──────── Material provided ────────

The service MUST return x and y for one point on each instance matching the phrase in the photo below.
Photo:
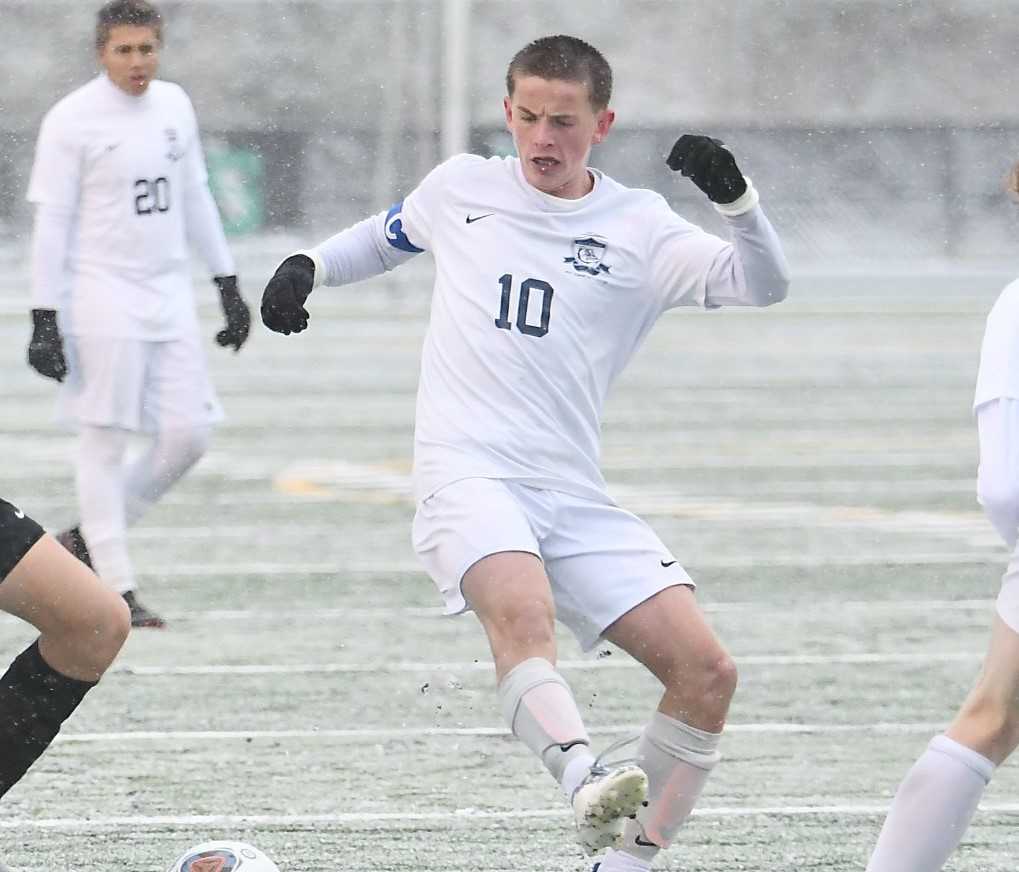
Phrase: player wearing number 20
(120, 188)
(549, 275)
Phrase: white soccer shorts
(600, 559)
(138, 385)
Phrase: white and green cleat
(603, 803)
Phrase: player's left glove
(709, 165)
(238, 316)
(284, 296)
(46, 355)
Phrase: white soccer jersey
(999, 373)
(538, 305)
(126, 176)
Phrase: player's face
(130, 57)
(553, 126)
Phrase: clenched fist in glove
(283, 298)
(46, 346)
(709, 165)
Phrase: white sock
(99, 477)
(931, 809)
(678, 758)
(170, 453)
(540, 709)
(619, 861)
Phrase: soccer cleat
(605, 799)
(73, 541)
(140, 615)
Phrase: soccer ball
(223, 857)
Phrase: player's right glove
(283, 298)
(709, 165)
(46, 346)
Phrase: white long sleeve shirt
(538, 305)
(120, 187)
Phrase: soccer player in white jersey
(939, 796)
(549, 274)
(120, 188)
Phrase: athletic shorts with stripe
(600, 559)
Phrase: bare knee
(185, 446)
(989, 723)
(700, 689)
(82, 642)
(718, 678)
(523, 622)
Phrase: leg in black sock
(35, 701)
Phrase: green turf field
(812, 466)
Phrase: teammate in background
(549, 275)
(120, 187)
(935, 801)
(82, 624)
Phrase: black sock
(35, 701)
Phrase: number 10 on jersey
(526, 287)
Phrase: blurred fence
(873, 129)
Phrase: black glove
(238, 316)
(283, 298)
(46, 346)
(709, 165)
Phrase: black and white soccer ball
(223, 857)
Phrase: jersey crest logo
(394, 230)
(588, 254)
(173, 151)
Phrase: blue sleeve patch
(394, 230)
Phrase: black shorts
(17, 534)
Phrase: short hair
(136, 13)
(567, 58)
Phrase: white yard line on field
(413, 732)
(190, 821)
(411, 667)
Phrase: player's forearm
(358, 253)
(753, 271)
(205, 230)
(50, 243)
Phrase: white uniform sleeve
(694, 268)
(202, 221)
(50, 246)
(54, 187)
(56, 171)
(383, 241)
(998, 479)
(360, 252)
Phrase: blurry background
(876, 129)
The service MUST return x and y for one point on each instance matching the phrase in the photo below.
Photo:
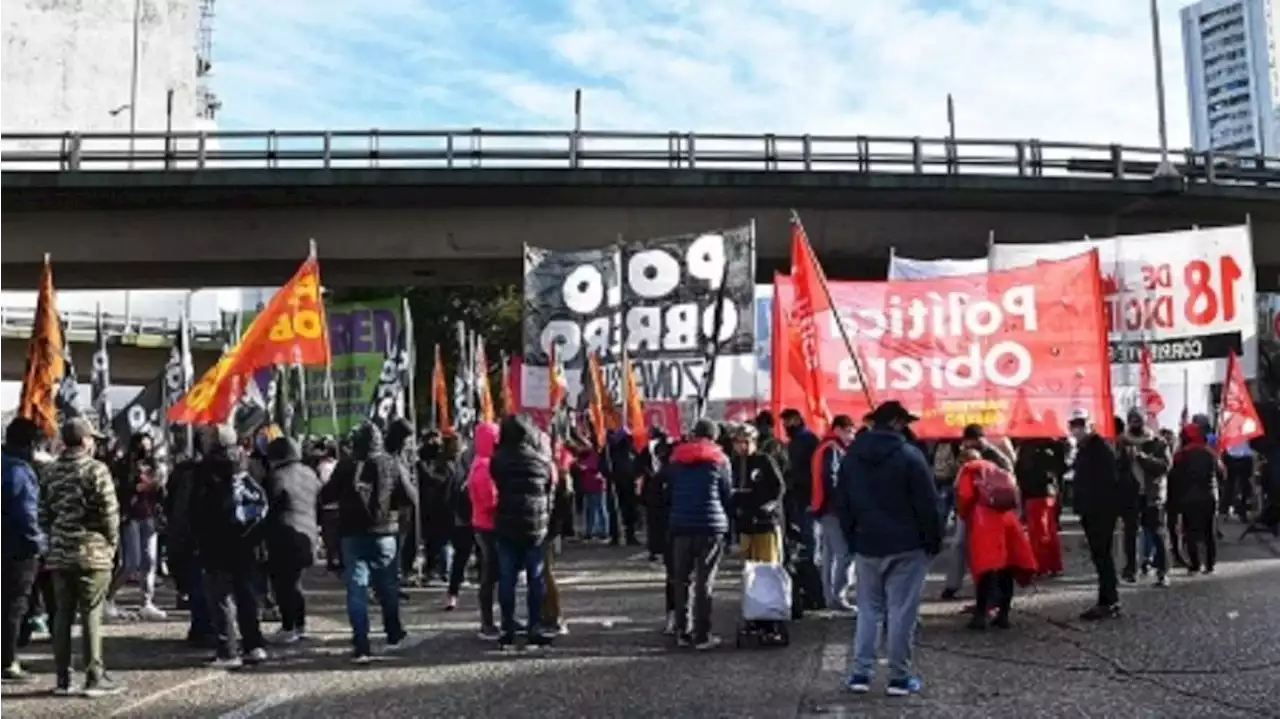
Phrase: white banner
(1189, 296)
(908, 269)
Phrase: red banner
(1015, 351)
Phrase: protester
(292, 532)
(1098, 500)
(1040, 468)
(21, 540)
(82, 518)
(699, 490)
(887, 504)
(1193, 488)
(1143, 466)
(229, 508)
(997, 548)
(484, 505)
(522, 475)
(370, 489)
(836, 558)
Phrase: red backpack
(996, 488)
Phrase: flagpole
(840, 321)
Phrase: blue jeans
(597, 514)
(515, 558)
(888, 587)
(370, 560)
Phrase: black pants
(17, 577)
(488, 546)
(996, 586)
(289, 599)
(464, 543)
(233, 603)
(1100, 531)
(1200, 526)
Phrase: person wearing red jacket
(837, 562)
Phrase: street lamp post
(1165, 168)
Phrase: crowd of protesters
(856, 516)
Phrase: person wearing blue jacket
(887, 504)
(21, 540)
(699, 493)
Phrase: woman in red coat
(1000, 553)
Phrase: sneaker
(225, 663)
(859, 683)
(1101, 612)
(103, 686)
(708, 644)
(904, 687)
(151, 613)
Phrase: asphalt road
(1207, 646)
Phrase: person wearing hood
(1097, 500)
(292, 531)
(1193, 488)
(522, 475)
(484, 505)
(700, 494)
(837, 563)
(1143, 462)
(370, 489)
(887, 504)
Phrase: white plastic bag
(766, 592)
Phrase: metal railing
(480, 149)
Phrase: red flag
(289, 330)
(1148, 397)
(810, 298)
(1238, 420)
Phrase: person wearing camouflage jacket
(82, 518)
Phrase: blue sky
(1054, 69)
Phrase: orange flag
(45, 365)
(289, 330)
(483, 390)
(634, 406)
(1238, 418)
(440, 394)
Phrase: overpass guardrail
(485, 149)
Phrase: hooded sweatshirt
(484, 497)
(886, 499)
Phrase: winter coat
(522, 474)
(996, 539)
(480, 488)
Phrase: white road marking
(257, 706)
(151, 697)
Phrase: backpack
(247, 505)
(996, 488)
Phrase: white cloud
(1052, 69)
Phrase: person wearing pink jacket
(484, 505)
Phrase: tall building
(1232, 79)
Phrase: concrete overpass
(453, 207)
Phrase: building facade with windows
(1232, 83)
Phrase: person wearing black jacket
(292, 532)
(370, 489)
(521, 471)
(1098, 502)
(1193, 488)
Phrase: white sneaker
(152, 613)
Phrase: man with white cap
(1097, 500)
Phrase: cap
(891, 411)
(77, 430)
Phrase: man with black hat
(887, 504)
(1097, 500)
(82, 517)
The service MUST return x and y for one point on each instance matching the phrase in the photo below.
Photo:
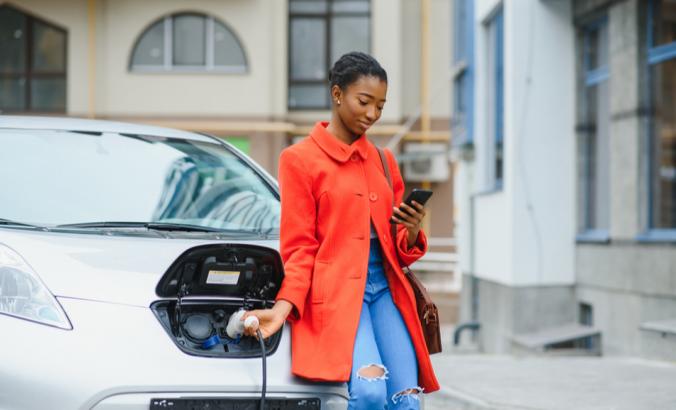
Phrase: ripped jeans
(383, 343)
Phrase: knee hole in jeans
(372, 372)
(407, 394)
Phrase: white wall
(539, 118)
(524, 233)
(386, 37)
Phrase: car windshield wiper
(156, 226)
(4, 221)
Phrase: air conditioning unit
(425, 162)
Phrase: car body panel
(103, 267)
(118, 349)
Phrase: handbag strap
(386, 168)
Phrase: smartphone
(419, 195)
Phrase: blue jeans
(382, 341)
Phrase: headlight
(22, 293)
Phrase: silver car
(124, 252)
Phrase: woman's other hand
(411, 219)
(269, 320)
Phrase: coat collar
(336, 148)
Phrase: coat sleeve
(406, 254)
(298, 244)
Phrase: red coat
(329, 191)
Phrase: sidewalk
(482, 382)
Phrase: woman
(351, 310)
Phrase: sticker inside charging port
(222, 277)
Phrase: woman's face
(361, 103)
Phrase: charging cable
(235, 330)
(265, 373)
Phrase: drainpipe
(425, 121)
(474, 323)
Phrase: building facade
(253, 72)
(564, 122)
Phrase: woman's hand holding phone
(411, 217)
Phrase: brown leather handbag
(427, 310)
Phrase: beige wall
(261, 26)
(123, 93)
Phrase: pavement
(474, 381)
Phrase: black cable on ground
(265, 374)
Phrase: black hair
(353, 65)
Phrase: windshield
(52, 178)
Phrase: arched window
(188, 42)
(32, 63)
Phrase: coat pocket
(317, 288)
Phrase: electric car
(125, 250)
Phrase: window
(495, 98)
(319, 33)
(595, 139)
(32, 63)
(188, 42)
(463, 72)
(662, 79)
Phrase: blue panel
(462, 123)
(662, 53)
(499, 75)
(595, 77)
(655, 55)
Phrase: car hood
(108, 268)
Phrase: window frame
(591, 77)
(168, 65)
(462, 123)
(494, 74)
(327, 17)
(29, 74)
(654, 55)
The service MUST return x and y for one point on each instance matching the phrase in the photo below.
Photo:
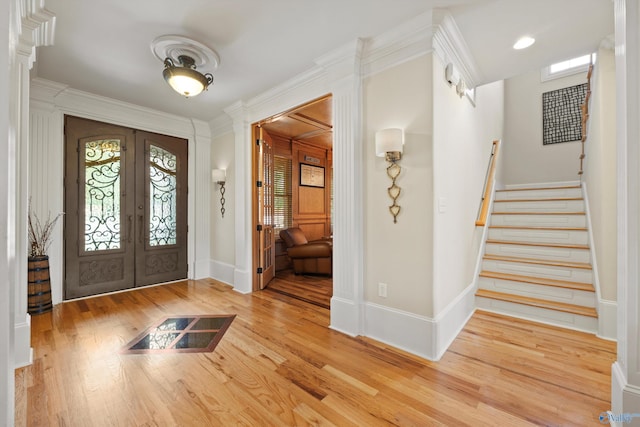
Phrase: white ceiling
(103, 46)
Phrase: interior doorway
(294, 188)
(125, 221)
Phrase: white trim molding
(450, 46)
(50, 101)
(421, 335)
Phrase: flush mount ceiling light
(524, 42)
(181, 56)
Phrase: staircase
(537, 258)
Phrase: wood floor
(279, 364)
(316, 289)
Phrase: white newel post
(625, 382)
(345, 76)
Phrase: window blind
(282, 210)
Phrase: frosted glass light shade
(389, 140)
(218, 175)
(186, 85)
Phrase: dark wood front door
(125, 208)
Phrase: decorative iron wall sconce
(219, 176)
(389, 144)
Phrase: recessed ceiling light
(524, 42)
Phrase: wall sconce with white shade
(389, 144)
(219, 176)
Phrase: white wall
(400, 254)
(525, 159)
(462, 140)
(222, 239)
(600, 171)
(50, 101)
(7, 143)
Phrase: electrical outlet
(382, 290)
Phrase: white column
(345, 77)
(36, 30)
(243, 273)
(199, 157)
(625, 398)
(7, 145)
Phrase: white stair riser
(568, 320)
(549, 293)
(545, 271)
(540, 206)
(539, 220)
(540, 252)
(538, 194)
(573, 237)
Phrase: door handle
(140, 218)
(130, 226)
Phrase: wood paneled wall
(311, 205)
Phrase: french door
(125, 208)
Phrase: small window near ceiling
(568, 67)
(282, 193)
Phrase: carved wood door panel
(125, 208)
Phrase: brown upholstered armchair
(307, 257)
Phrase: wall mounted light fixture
(389, 144)
(219, 177)
(454, 78)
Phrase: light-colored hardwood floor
(315, 289)
(280, 365)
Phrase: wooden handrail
(488, 185)
(585, 117)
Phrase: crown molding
(91, 106)
(450, 46)
(403, 43)
(36, 28)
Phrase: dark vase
(39, 290)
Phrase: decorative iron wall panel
(561, 114)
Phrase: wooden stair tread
(538, 213)
(537, 302)
(539, 188)
(540, 199)
(579, 286)
(537, 261)
(538, 227)
(551, 245)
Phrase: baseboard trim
(625, 400)
(607, 320)
(406, 331)
(420, 335)
(23, 351)
(542, 184)
(345, 316)
(450, 321)
(242, 281)
(221, 272)
(201, 270)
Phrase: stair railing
(489, 180)
(585, 117)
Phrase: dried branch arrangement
(40, 233)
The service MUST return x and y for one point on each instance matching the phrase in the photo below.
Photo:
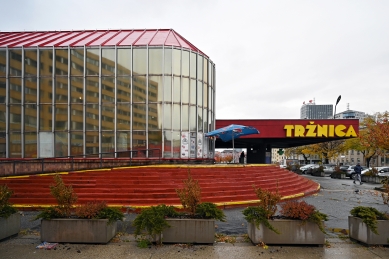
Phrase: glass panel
(200, 119)
(107, 116)
(155, 61)
(46, 62)
(2, 120)
(176, 62)
(15, 117)
(61, 90)
(30, 119)
(61, 117)
(92, 90)
(30, 145)
(46, 90)
(139, 142)
(15, 62)
(108, 62)
(92, 142)
(124, 62)
(139, 117)
(177, 117)
(92, 117)
(108, 89)
(15, 90)
(167, 89)
(3, 60)
(176, 90)
(77, 59)
(30, 63)
(123, 141)
(199, 67)
(155, 89)
(107, 142)
(61, 62)
(155, 142)
(168, 144)
(77, 89)
(185, 118)
(193, 62)
(193, 91)
(154, 120)
(167, 116)
(3, 86)
(61, 144)
(76, 117)
(185, 90)
(30, 90)
(176, 144)
(139, 89)
(76, 142)
(199, 93)
(185, 63)
(168, 62)
(123, 89)
(140, 61)
(192, 118)
(123, 117)
(45, 120)
(15, 145)
(92, 62)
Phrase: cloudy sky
(270, 56)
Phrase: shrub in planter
(9, 216)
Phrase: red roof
(151, 37)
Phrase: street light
(337, 101)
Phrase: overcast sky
(270, 56)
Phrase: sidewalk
(336, 198)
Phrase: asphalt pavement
(336, 198)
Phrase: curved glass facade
(57, 102)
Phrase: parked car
(349, 170)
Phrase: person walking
(357, 176)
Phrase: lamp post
(337, 101)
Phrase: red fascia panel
(159, 38)
(146, 38)
(131, 39)
(275, 128)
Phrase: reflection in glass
(15, 117)
(15, 90)
(124, 62)
(15, 62)
(139, 61)
(123, 121)
(61, 144)
(61, 117)
(108, 62)
(30, 145)
(30, 63)
(30, 120)
(155, 61)
(61, 62)
(76, 143)
(45, 90)
(77, 59)
(46, 62)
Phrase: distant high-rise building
(314, 111)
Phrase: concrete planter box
(361, 232)
(291, 232)
(200, 231)
(77, 230)
(9, 226)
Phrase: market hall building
(83, 93)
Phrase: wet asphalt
(336, 198)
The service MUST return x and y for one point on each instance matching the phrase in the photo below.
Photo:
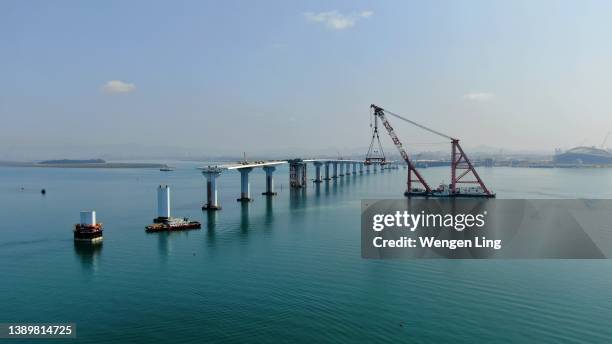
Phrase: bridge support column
(318, 171)
(245, 186)
(269, 180)
(211, 190)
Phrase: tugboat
(88, 230)
(164, 222)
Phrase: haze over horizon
(226, 77)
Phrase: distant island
(82, 163)
(69, 161)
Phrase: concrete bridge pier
(211, 190)
(245, 186)
(269, 180)
(318, 171)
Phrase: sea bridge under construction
(325, 170)
(462, 171)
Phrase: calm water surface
(286, 269)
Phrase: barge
(172, 224)
(164, 222)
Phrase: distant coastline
(82, 164)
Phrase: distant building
(584, 155)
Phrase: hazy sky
(233, 76)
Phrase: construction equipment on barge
(461, 166)
(88, 230)
(164, 222)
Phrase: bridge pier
(245, 186)
(297, 173)
(327, 170)
(318, 171)
(269, 180)
(211, 189)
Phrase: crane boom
(380, 113)
(461, 166)
(418, 125)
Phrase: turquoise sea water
(281, 269)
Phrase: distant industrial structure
(583, 156)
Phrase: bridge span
(297, 174)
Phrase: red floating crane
(461, 166)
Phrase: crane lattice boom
(461, 166)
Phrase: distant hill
(71, 161)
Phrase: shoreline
(83, 165)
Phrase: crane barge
(461, 166)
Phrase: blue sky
(232, 76)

────────

Exercise details:
All lines from the one containing "Phrase: bridge pier" to the last line of the material above must be copied exactly, and only those.

Finished task:
Phrase: bridge pier
(245, 186)
(297, 173)
(327, 170)
(318, 171)
(269, 180)
(211, 189)
Phrase: crane boom
(380, 113)
(461, 166)
(418, 125)
Phrase: turquoise sea water
(281, 269)
Phrase: distant industrial structure
(583, 156)
Phrase: bridge span
(297, 174)
Phrase: red floating crane
(461, 166)
Phrase: crane lattice boom
(461, 166)
Phrase: distant hill
(71, 161)
Phrase: shoreline
(83, 165)
Phrase: crane barge
(461, 166)
Phrase: blue sky
(232, 76)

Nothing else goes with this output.